Data under study START

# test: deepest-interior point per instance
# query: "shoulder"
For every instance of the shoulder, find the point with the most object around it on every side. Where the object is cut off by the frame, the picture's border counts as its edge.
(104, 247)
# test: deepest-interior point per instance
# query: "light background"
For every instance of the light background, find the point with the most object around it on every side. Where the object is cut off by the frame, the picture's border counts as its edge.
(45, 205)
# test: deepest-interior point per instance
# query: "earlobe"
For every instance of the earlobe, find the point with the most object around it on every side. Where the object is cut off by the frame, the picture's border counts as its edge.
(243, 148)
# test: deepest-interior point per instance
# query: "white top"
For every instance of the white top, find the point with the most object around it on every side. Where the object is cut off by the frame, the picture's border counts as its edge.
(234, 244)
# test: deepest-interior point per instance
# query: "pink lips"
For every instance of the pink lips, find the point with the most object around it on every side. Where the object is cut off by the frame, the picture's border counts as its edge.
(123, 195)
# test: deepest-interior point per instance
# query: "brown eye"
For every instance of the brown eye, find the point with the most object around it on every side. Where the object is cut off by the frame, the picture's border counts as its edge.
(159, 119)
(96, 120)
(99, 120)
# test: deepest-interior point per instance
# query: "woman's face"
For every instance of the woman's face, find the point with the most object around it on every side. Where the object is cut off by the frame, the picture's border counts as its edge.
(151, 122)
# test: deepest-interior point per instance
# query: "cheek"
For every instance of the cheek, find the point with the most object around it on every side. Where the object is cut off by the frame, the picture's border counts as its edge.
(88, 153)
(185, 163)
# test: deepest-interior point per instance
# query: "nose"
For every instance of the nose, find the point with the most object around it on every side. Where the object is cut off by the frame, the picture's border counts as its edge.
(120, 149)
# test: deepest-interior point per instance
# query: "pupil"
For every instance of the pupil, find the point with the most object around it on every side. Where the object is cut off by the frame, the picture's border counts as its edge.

Data under study END

* _What is expected_: Go through the material line by line and work out how many lines include the string "query". Reply with the number only.

* _Task result_: 10